## SOURCE EXTRACT
{volume 7}  
Braised Beef Short Ribs "Churrasco"
Chef E. Michael Reidt, WISH at The Hotel, Miami Beach-Miami, FL
Adapted by StarChefs

Yield: 4 servings


    Braised short ribs:
  • 4 beef short ribs (2 bones 2" x 4" each)
  • 1 carrot, sliced
  • 1 pineapple, sliced
  • 1 onion, sliced
  • 1 bottle of red wine
  • 8 cloves of garlic, smashed
  • 3 celery, chopped
  • 3 cups veal stock
  • 1 cup Tamari sauce (soy sauce will do)
  • 6 pieces of bacon, chopped
    Red Cabbage:
  • ½ head red cabbage, thinly shaved
  • ½ onion, diced
  • 3 pieces of bacon, chopped
  • 1 apple, julienned
  • ½ cup red wine
  • ½ cup red wine vinegar
  • 1 cup apple juice
  • ¾ cup sugar
  • 1 Yukon potato, grated with a box grater
    Carrot Purée:
  • 1 onion, sliced
  • 10 carrots, chopped
  • 1 Tablespoon cumin
  • ¼ pound butter
  • 1 vanilla bean, split and scraped
  • Salt to taste
  • 4 cups apple cider
  • 2 cups braising liquor
  1. To prepare braised short ribs: Season and sear short ribs on all sides and set aside. In a large braising pan, sauté garlic; add bacon after 1 minute. After 2 minutes, stir in onion, carrot, pineapple and celery. Sauté for 4 minutes. Add red wine, orange juice and soy sauce. Bring to boil, then add veal stock and bring to boil again. Simmer for 20 minutes. Add short ribs, cover and cook for 3 hours at 300 degrees.

## WHAT YOU WILL DO
Copy out the braised short ribs recipe above word for word, from start to finish.

## DATASET ENTRIES
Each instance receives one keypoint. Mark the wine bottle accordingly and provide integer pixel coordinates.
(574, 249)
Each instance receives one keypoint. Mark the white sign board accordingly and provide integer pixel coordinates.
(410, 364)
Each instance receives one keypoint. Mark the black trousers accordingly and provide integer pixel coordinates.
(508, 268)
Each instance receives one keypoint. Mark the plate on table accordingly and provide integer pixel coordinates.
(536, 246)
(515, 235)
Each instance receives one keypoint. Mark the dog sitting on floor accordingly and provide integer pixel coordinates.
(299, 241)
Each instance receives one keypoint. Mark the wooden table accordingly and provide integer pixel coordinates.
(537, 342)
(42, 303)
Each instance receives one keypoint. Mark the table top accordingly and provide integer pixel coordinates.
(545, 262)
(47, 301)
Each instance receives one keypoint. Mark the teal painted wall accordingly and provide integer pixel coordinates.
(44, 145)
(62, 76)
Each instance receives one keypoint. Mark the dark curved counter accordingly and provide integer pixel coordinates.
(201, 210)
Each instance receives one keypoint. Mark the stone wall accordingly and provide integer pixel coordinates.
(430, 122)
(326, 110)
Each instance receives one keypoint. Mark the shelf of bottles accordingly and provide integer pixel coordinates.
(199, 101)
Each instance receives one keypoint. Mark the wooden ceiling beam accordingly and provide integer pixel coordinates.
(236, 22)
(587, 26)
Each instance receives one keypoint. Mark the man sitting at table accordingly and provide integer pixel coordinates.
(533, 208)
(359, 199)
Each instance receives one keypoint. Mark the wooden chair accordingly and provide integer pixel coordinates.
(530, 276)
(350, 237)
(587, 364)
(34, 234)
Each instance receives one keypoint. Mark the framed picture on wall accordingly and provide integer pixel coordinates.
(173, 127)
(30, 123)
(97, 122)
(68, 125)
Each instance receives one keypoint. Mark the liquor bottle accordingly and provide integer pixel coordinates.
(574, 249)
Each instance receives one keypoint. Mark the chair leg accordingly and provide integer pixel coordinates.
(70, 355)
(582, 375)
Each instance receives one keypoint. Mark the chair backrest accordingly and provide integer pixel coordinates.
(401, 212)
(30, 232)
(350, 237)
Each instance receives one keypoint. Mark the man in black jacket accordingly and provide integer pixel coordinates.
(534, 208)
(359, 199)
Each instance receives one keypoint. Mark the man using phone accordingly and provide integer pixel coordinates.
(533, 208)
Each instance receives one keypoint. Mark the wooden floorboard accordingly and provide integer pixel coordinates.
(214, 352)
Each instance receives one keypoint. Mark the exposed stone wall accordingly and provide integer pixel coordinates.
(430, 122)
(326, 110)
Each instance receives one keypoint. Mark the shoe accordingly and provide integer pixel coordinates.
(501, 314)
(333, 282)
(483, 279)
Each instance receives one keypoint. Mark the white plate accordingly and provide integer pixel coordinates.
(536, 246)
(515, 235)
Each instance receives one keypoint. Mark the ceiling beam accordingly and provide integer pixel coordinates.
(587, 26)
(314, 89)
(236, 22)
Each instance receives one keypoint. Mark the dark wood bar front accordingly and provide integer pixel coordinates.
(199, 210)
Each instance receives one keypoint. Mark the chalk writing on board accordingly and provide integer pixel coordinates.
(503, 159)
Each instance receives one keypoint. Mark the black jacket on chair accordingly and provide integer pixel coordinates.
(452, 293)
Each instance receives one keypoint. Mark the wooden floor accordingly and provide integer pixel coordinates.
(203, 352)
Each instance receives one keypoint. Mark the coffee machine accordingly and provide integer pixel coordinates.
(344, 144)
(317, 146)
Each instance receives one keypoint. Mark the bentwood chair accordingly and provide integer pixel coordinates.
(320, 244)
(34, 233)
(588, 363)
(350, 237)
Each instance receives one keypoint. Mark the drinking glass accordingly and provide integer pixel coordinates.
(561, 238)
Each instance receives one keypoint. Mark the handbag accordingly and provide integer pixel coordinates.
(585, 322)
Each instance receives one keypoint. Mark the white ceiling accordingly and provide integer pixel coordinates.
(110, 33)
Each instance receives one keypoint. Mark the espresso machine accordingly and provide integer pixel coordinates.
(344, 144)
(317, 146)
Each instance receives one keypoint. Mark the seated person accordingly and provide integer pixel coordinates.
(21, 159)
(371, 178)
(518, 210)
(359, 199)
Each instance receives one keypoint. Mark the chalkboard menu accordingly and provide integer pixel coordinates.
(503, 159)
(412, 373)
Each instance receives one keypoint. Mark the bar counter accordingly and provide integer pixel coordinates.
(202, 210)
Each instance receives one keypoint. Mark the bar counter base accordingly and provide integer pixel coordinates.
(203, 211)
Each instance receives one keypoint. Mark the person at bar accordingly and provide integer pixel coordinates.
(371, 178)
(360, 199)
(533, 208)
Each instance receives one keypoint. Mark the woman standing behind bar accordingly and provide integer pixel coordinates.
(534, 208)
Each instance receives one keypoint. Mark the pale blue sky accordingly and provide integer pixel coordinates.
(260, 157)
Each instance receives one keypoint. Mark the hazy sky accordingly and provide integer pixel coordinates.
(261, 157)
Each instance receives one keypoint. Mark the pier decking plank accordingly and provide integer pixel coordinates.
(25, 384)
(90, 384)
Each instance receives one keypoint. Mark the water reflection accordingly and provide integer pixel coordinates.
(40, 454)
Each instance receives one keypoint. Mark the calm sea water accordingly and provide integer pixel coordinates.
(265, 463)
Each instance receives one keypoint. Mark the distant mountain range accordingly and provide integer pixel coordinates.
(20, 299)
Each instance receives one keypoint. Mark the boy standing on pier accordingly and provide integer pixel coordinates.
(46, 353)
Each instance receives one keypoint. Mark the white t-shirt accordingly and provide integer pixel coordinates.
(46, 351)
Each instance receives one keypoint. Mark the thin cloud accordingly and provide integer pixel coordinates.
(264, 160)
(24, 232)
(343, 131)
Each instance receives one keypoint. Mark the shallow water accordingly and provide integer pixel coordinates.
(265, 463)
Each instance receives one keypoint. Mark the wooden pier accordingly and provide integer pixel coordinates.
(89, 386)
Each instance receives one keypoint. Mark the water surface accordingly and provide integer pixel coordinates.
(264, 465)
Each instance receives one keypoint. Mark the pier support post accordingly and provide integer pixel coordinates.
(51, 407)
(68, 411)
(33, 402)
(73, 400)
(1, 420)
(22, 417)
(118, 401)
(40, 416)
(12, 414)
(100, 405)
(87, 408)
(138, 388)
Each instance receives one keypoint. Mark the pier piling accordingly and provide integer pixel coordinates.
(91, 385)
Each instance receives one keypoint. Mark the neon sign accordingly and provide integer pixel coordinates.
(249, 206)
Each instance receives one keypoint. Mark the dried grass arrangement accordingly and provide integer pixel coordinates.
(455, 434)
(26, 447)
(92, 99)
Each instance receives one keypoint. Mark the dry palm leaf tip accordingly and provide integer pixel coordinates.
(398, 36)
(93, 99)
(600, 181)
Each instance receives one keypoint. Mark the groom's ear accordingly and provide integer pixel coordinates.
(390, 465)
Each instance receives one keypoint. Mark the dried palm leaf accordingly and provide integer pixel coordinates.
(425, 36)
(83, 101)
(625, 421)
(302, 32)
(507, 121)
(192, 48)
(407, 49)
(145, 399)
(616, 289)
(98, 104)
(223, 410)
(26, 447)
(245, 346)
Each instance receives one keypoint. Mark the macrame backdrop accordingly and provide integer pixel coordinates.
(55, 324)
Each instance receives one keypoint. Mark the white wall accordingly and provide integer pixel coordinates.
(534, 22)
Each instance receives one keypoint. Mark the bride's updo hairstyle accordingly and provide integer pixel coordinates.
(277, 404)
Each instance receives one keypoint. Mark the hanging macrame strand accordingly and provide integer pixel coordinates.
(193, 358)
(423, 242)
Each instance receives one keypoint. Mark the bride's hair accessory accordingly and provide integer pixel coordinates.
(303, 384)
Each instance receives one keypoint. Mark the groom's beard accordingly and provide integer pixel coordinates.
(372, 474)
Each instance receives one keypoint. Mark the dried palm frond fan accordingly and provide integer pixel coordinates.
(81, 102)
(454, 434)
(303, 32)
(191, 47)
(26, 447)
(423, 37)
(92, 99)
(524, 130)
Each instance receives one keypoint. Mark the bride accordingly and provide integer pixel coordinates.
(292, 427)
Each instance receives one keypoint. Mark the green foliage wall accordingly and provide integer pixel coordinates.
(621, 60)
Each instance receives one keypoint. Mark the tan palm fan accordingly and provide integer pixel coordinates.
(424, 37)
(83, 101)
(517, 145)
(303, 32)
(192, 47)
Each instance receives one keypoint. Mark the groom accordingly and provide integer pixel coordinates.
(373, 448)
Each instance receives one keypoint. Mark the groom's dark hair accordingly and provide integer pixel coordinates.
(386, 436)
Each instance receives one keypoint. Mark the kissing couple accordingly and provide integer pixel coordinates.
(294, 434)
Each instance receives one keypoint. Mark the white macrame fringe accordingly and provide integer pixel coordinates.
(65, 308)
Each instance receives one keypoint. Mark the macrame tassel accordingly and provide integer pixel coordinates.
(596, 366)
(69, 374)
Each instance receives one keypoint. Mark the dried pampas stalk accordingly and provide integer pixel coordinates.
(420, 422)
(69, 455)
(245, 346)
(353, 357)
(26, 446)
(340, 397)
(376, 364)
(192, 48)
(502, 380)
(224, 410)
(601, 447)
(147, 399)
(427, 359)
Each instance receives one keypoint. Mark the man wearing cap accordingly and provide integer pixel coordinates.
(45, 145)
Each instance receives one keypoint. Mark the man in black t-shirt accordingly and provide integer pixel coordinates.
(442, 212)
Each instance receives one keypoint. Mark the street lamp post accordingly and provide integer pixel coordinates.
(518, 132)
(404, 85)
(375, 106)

## CORRECT RESULT
{volume 7}  
Braised Beef Short Ribs "Churrasco"
Chef E. Michael Reidt, WISH at The Hotel, Miami Beach-Miami, FL
Adapted by StarChefs

Yield: 4 servings


    Braised short ribs:
  • 4 beef short ribs (2 bones 2" x 4" each)
  • 1 carrot, sliced
  • 1 pineapple, sliced
  • 1 onion, sliced
  • 1 bottle of red wine
  • 8 cloves of garlic, smashed
  • 3 celery, chopped
  • 3 cups veal stock
  • 1 cup Tamari sauce (soy sauce will do)
  • 6 pieces of bacon, chopped
    Red Cabbage:
  • ½ head red cabbage, thinly shaved
  • ½ onion, diced
  • 3 pieces of bacon, chopped
  • 1 apple, julienned
  • ½ cup red wine
  • ½ cup red wine vinegar
  • 1 cup apple juice
  • ¾ cup sugar
  • 1 Yukon potato, grated with a box grater
    Carrot Purée:
  • 1 onion, sliced
  • 10 carrots, chopped
  • 1 Tablespoon cumin
  • ¼ pound butter
  • 1 vanilla bean, split and scraped
  • Salt to taste
  • 4 cups apple cider
  • 2 cups braising liquor
  1. To prepare braised short ribs: Season and sear short ribs on all sides and set aside. In a large braising pan, sauté garlic; add bacon after 1 minute. After 2 minutes, stir in onion, carrot, pineapple and celery. Sauté for 4 minutes. Add red wine, orange juice and soy sauce. Bring to boil, then add veal stock and bring to boil again. Simmer for 20 minutes. Add short ribs, cover and cook for 3 hours at 300 degrees.